_Requirement_. Of all the lines in the records below, copy only those that contain the string "flower".

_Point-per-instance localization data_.
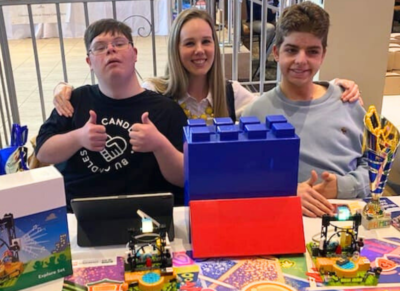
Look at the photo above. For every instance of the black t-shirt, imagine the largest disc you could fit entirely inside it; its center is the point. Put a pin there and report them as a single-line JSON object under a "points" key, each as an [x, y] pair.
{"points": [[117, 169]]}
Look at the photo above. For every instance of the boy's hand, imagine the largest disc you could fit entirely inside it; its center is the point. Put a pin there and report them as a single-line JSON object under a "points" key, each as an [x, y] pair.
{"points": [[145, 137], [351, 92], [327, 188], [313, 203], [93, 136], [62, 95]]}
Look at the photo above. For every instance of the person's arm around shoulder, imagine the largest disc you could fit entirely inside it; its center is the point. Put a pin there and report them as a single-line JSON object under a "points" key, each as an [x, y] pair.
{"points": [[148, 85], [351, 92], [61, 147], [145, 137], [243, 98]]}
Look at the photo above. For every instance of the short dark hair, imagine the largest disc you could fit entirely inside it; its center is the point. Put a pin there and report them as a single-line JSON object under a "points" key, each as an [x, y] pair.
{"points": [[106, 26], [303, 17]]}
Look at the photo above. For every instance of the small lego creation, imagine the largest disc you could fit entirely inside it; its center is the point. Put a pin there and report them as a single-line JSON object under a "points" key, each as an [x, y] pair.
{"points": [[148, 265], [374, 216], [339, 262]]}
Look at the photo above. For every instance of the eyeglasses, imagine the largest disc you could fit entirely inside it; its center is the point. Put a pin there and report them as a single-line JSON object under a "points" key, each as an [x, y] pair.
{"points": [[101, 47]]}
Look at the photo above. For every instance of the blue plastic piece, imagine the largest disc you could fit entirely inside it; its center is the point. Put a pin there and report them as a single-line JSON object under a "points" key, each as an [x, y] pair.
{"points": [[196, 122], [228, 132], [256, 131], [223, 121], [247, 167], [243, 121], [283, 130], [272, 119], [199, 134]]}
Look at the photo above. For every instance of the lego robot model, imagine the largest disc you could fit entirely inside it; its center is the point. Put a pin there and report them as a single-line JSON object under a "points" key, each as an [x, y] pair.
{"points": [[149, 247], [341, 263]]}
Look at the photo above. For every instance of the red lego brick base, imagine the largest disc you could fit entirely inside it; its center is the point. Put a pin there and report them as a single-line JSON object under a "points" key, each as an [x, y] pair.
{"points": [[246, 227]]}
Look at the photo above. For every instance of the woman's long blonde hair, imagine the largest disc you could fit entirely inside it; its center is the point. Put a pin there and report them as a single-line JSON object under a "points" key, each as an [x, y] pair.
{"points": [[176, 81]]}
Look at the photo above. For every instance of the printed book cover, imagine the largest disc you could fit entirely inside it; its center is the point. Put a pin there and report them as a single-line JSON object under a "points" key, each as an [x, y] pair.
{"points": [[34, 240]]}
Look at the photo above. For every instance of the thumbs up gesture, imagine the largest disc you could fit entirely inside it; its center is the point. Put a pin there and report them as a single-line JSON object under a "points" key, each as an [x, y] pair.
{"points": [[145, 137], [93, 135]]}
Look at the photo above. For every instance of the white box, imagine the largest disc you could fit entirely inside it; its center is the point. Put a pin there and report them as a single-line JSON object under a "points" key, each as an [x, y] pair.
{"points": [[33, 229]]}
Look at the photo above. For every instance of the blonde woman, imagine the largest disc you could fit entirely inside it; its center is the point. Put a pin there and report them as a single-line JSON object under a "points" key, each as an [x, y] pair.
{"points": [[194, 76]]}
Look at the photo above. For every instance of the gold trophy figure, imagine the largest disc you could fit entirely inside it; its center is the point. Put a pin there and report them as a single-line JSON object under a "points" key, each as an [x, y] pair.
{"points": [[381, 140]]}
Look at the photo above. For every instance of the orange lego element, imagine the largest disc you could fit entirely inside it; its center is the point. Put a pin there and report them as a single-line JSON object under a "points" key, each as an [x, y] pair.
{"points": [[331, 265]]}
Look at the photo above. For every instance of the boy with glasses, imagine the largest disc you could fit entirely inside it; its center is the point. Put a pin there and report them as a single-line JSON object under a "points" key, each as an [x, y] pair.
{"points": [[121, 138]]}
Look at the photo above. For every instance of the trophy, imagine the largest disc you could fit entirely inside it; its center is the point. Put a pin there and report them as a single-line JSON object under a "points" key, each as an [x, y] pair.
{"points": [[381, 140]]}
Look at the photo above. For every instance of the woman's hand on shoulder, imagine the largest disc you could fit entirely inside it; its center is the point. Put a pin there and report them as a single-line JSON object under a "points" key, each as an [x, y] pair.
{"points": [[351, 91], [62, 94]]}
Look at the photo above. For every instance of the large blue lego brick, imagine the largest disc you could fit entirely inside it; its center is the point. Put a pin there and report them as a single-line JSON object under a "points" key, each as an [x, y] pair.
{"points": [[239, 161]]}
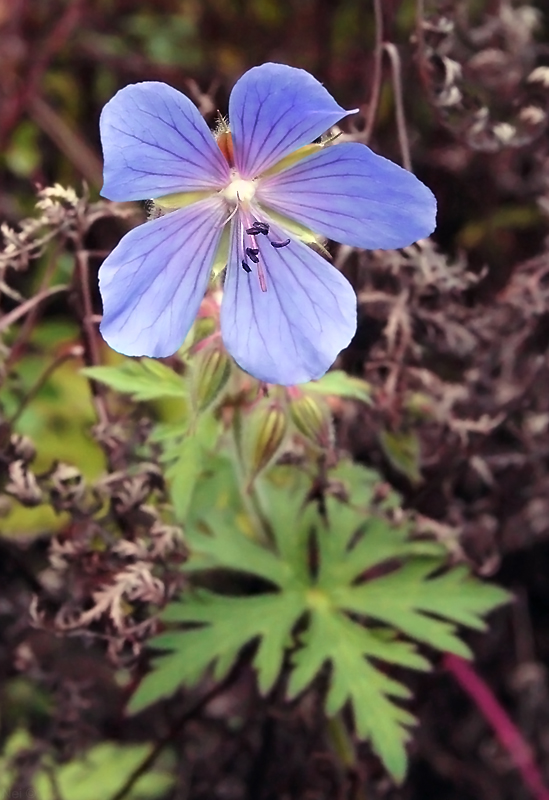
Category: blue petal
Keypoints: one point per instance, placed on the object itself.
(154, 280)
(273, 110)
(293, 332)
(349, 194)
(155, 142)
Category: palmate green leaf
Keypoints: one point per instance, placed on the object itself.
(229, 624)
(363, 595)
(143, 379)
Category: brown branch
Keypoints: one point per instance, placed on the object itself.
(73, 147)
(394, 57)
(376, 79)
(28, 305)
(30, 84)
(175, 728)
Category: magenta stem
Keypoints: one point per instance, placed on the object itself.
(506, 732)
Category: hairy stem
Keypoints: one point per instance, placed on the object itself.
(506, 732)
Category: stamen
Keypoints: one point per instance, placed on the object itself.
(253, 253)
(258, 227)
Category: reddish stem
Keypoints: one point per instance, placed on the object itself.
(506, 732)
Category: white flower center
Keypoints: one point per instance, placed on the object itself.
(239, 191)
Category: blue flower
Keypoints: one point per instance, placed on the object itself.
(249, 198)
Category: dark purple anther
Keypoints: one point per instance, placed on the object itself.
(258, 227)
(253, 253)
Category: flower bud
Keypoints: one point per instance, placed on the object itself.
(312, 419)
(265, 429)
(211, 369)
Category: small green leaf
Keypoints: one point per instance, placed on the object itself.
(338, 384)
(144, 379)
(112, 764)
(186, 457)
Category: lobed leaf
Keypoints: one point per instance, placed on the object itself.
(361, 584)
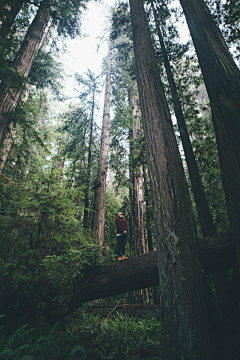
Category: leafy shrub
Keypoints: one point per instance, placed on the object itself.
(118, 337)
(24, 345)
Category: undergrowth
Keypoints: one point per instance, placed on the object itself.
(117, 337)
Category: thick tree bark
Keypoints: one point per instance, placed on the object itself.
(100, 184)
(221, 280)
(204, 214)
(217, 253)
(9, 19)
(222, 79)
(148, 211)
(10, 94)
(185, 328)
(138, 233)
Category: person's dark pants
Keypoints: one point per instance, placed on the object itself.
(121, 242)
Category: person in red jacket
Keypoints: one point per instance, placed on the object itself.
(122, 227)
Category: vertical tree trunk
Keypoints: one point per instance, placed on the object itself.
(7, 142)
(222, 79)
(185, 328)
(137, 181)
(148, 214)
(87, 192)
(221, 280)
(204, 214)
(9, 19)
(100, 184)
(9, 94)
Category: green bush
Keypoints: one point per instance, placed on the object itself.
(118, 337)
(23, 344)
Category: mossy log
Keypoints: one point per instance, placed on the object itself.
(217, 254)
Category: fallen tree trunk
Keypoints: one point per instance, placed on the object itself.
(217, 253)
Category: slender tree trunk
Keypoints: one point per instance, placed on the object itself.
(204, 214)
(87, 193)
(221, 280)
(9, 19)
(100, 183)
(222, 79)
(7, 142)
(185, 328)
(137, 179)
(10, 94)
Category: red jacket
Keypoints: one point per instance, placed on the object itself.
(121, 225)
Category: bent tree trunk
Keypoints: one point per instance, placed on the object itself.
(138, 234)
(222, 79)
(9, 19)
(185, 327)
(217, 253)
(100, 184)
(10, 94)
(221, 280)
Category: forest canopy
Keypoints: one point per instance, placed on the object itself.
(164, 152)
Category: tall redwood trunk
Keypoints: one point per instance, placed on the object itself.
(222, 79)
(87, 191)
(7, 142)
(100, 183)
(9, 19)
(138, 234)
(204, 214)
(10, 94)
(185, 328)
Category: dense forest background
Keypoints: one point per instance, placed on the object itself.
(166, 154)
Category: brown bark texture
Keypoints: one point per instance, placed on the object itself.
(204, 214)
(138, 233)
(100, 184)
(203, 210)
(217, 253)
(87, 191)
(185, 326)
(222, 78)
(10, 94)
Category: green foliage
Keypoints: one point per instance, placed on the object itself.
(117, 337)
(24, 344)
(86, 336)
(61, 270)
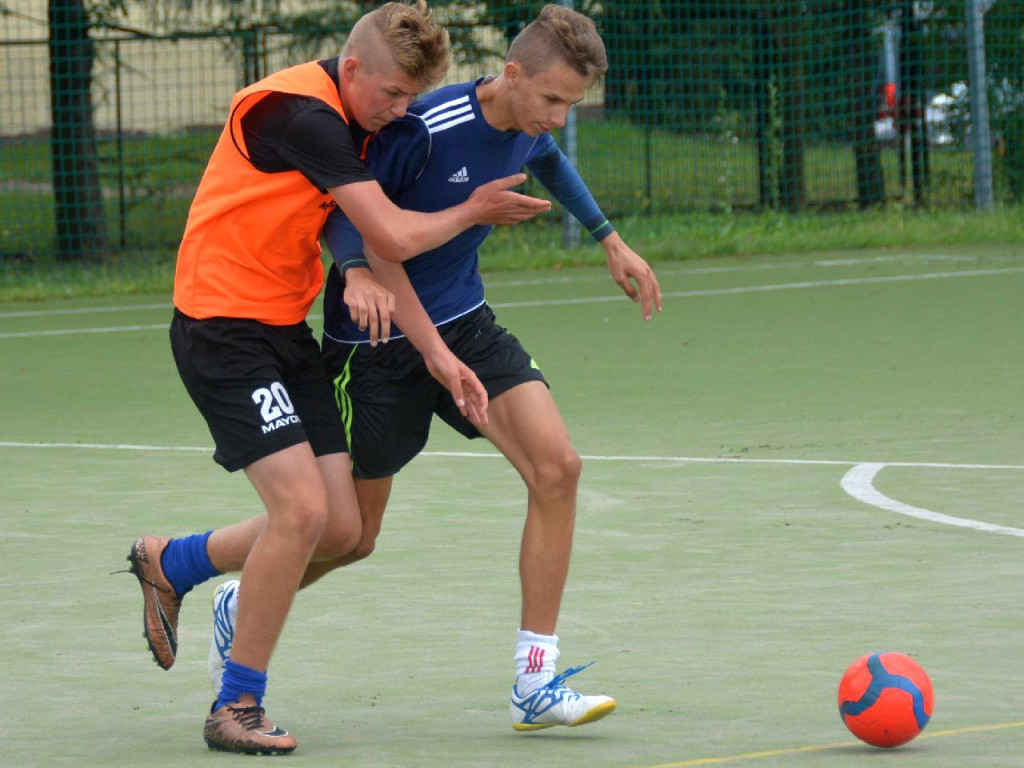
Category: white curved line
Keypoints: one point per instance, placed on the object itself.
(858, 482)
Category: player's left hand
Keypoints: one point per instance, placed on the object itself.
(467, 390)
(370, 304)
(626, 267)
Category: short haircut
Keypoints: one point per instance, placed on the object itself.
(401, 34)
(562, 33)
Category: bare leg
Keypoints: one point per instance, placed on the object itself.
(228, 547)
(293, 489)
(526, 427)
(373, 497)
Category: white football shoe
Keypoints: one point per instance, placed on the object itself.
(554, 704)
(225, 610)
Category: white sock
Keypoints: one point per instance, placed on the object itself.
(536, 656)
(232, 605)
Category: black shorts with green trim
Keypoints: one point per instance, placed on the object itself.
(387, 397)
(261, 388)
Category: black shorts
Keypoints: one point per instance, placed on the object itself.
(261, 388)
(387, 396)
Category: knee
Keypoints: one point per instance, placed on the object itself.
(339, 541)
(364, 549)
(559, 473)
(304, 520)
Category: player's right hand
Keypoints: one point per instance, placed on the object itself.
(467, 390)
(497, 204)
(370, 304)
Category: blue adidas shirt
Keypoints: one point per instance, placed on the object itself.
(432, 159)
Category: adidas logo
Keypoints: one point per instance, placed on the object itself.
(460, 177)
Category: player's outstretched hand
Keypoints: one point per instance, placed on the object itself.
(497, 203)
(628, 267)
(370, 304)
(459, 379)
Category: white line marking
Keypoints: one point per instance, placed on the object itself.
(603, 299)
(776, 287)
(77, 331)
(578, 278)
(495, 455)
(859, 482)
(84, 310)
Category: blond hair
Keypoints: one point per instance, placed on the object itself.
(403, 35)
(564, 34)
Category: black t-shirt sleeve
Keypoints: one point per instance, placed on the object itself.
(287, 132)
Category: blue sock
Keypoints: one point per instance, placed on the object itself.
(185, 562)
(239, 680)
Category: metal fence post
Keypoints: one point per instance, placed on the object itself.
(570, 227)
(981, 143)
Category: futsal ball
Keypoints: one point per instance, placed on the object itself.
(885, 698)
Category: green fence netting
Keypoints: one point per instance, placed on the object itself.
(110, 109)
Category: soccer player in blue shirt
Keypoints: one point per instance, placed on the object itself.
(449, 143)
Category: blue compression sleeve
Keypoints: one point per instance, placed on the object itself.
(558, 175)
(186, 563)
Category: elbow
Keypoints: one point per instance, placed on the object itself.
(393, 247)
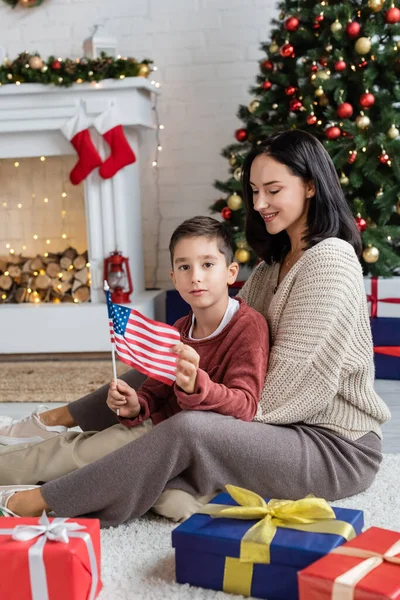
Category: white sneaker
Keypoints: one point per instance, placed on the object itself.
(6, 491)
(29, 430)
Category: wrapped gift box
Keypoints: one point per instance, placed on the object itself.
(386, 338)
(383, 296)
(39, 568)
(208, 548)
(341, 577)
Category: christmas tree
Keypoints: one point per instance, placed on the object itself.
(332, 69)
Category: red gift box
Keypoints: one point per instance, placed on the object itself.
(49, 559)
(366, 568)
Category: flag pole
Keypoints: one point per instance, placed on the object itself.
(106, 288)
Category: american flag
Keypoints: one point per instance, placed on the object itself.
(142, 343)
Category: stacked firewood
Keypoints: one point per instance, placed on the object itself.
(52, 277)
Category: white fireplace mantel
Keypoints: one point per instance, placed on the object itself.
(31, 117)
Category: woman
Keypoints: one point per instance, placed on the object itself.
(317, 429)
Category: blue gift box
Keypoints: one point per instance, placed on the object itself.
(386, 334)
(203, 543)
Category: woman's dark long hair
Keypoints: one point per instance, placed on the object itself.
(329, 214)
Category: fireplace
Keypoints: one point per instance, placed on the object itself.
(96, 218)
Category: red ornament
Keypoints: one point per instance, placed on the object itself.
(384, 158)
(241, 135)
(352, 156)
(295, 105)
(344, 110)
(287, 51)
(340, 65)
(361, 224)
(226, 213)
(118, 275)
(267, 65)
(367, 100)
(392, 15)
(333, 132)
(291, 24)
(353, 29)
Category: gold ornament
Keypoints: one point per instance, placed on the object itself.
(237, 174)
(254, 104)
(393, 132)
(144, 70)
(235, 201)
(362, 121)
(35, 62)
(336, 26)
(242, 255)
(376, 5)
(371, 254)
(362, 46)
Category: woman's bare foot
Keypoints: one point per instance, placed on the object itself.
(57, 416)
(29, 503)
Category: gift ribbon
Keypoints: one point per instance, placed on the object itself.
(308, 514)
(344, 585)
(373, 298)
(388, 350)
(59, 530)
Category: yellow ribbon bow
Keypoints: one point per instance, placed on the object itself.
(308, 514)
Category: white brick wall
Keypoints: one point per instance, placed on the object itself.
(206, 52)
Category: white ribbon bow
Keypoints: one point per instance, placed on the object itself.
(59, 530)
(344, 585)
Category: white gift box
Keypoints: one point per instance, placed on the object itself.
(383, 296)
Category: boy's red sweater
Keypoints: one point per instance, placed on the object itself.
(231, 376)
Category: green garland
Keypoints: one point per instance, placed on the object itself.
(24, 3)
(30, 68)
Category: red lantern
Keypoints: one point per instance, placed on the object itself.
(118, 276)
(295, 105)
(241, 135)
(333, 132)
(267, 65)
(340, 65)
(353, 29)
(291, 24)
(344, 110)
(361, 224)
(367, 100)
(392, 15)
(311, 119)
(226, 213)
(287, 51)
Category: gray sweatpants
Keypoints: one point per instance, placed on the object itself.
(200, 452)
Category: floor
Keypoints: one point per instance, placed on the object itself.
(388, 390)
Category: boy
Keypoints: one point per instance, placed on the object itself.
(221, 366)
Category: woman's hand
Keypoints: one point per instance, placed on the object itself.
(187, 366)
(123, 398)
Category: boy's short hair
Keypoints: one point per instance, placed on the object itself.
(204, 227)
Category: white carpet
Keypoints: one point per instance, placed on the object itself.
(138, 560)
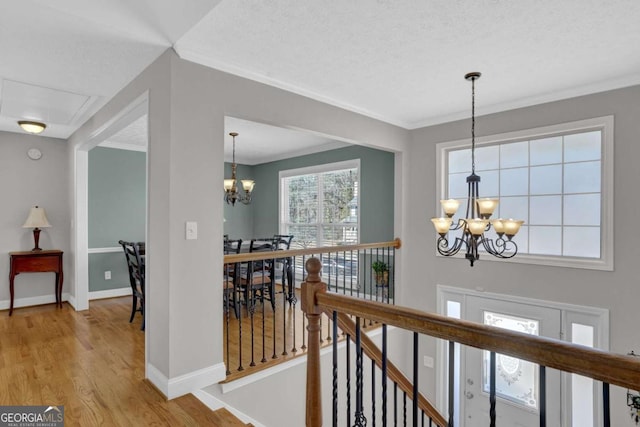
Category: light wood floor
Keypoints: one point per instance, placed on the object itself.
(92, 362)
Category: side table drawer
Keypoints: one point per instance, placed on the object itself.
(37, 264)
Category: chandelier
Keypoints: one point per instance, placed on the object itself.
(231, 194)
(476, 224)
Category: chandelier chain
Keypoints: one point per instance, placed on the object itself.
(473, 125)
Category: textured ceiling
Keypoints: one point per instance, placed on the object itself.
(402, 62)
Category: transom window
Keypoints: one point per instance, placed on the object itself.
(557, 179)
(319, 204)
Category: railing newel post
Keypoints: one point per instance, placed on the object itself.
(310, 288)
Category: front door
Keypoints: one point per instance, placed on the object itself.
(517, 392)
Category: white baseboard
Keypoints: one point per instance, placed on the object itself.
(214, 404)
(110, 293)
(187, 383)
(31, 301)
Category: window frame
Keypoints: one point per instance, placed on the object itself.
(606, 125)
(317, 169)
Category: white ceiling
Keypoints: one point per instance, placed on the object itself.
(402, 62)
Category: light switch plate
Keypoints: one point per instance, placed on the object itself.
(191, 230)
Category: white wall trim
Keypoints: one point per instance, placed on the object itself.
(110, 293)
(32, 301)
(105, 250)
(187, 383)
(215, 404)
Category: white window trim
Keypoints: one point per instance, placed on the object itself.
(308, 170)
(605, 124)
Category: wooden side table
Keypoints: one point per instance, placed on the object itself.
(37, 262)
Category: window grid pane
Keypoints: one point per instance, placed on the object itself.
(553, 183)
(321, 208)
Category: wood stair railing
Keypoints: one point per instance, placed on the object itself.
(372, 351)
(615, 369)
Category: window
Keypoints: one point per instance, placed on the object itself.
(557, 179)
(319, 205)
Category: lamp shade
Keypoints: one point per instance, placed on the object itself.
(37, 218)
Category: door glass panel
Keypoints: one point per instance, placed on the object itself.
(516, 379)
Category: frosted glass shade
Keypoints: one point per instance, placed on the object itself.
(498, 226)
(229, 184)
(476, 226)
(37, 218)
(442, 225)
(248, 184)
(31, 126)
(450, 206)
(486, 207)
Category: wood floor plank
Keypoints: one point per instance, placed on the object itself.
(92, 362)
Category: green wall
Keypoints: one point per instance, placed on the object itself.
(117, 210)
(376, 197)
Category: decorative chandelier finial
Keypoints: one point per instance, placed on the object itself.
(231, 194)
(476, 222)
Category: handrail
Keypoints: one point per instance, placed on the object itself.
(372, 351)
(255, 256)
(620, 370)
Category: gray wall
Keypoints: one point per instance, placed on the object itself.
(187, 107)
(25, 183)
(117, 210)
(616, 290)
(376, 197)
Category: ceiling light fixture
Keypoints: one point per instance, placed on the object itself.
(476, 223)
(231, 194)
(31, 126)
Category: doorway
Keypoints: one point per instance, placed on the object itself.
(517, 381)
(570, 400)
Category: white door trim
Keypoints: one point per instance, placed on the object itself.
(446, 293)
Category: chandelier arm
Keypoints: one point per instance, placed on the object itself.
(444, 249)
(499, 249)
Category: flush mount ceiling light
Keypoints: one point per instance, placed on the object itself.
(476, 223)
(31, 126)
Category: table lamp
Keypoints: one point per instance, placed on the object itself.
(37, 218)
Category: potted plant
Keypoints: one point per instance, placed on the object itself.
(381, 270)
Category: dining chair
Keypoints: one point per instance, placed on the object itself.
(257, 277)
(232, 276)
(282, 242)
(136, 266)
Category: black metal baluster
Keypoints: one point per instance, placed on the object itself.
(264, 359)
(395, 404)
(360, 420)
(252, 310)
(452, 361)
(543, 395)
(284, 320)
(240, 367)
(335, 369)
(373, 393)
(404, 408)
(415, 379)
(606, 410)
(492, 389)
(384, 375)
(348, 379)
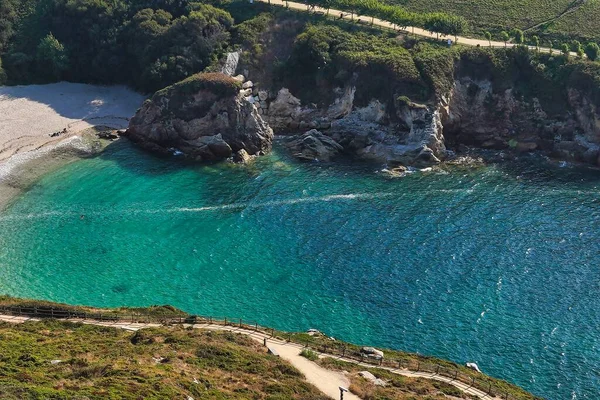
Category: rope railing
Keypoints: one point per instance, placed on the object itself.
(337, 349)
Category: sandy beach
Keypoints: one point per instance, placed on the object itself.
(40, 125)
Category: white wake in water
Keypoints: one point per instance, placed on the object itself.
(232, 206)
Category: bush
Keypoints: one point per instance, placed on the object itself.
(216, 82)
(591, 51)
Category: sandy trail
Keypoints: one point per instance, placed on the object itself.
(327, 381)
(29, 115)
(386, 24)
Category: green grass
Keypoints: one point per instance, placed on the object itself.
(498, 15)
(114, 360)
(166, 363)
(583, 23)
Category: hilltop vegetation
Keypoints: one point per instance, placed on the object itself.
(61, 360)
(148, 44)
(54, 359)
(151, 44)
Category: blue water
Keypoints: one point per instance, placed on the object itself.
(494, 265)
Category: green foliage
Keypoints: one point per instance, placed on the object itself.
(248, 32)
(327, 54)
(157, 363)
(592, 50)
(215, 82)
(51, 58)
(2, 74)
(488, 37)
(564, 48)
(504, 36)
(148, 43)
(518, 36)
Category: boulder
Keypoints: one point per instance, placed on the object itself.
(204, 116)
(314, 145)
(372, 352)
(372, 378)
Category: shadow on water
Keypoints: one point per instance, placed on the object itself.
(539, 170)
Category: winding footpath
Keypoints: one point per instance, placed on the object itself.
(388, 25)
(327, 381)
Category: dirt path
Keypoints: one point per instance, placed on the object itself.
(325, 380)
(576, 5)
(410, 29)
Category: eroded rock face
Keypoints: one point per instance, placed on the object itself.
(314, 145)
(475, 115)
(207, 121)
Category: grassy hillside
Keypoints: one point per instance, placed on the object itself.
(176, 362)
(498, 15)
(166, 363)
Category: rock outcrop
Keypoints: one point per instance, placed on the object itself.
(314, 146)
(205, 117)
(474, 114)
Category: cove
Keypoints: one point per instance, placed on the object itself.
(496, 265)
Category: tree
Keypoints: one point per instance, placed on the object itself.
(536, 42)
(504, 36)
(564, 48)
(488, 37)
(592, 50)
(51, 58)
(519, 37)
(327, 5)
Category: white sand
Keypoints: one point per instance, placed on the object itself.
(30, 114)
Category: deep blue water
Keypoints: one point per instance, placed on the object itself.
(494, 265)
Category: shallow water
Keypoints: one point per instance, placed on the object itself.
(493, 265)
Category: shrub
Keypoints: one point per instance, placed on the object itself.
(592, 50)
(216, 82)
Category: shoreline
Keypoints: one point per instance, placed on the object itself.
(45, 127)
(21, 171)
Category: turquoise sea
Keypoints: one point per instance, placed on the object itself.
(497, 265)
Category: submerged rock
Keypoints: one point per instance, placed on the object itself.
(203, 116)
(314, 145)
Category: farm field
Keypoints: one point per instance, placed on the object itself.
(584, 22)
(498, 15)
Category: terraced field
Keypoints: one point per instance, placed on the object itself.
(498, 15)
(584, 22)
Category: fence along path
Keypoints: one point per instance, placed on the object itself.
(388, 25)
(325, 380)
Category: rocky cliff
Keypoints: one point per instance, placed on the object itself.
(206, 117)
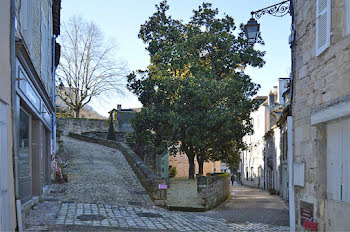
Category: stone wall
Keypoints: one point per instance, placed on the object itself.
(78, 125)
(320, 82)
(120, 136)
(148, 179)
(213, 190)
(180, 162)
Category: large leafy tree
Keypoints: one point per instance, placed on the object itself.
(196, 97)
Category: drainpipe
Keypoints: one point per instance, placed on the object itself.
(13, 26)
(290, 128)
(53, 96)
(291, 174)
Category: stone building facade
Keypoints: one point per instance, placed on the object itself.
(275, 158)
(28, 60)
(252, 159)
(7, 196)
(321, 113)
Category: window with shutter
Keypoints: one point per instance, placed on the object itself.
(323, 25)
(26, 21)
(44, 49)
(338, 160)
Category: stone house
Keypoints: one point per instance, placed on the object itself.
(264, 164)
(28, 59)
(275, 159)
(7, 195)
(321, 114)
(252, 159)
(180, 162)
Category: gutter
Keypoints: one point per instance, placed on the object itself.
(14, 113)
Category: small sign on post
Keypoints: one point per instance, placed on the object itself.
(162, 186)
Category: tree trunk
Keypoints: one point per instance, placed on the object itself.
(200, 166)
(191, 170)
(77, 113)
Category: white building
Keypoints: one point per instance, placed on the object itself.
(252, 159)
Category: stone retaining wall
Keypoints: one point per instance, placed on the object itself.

_Solved exercise_.
Category: white flower center
Category: blue flower
Category: flower bud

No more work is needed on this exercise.